=== The task ===
Repeat all entries exactly.

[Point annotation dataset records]
————

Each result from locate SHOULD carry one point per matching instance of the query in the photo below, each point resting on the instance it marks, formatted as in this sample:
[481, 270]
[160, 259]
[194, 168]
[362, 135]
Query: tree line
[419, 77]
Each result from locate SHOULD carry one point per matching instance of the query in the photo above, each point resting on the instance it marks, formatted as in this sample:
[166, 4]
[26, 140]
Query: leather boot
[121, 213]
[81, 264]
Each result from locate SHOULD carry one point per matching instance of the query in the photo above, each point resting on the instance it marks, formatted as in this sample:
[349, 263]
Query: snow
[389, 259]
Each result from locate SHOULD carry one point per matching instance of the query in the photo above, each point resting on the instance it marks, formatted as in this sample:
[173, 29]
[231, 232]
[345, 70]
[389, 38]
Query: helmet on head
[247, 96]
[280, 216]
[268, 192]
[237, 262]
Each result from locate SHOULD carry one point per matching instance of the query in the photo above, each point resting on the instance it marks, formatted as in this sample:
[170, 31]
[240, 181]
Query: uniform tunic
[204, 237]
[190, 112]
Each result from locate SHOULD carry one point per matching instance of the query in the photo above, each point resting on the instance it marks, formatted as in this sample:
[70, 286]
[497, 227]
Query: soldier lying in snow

————

=== Answer for the task ===
Each result from locate SHOULD carry one point per matching instance of the query in the photo below, each point resting on the instance it marks, formatted as in this sample:
[481, 270]
[160, 259]
[194, 168]
[362, 135]
Query: tree line
[419, 77]
Each result from locate SHOULD carry one point per matching instance of the query in the photo above, each point resting on the instance it marks, formatted as in this sample:
[166, 4]
[26, 140]
Query: leather boot
[121, 213]
[81, 264]
Each result from locate SHOULD carry one point per matching instance of the query in the photo above, each point resting on the instance it marks, formatted as in this sample:
[349, 263]
Query: snow
[389, 259]
Each result from locate SHOULD carry one point per matching instance of the query in the photo above, each point resting on the instance it marks, formatted as in this sample:
[173, 29]
[231, 232]
[345, 70]
[389, 38]
Query: helmet on head
[247, 96]
[280, 216]
[268, 192]
[237, 262]
Each result from locate SHOULD carry one point per matching instance of the query in the photo above, each point resting on the instance it marks, formatted as in this sample:
[170, 31]
[240, 181]
Query: uniform tunic
[204, 237]
[190, 112]
Each result from locate SHOULD carry one point per matching instance of the query in the photo above, each point resting on the instance it marks, formatted as in this sample:
[70, 286]
[497, 227]
Query: soldier lying in snow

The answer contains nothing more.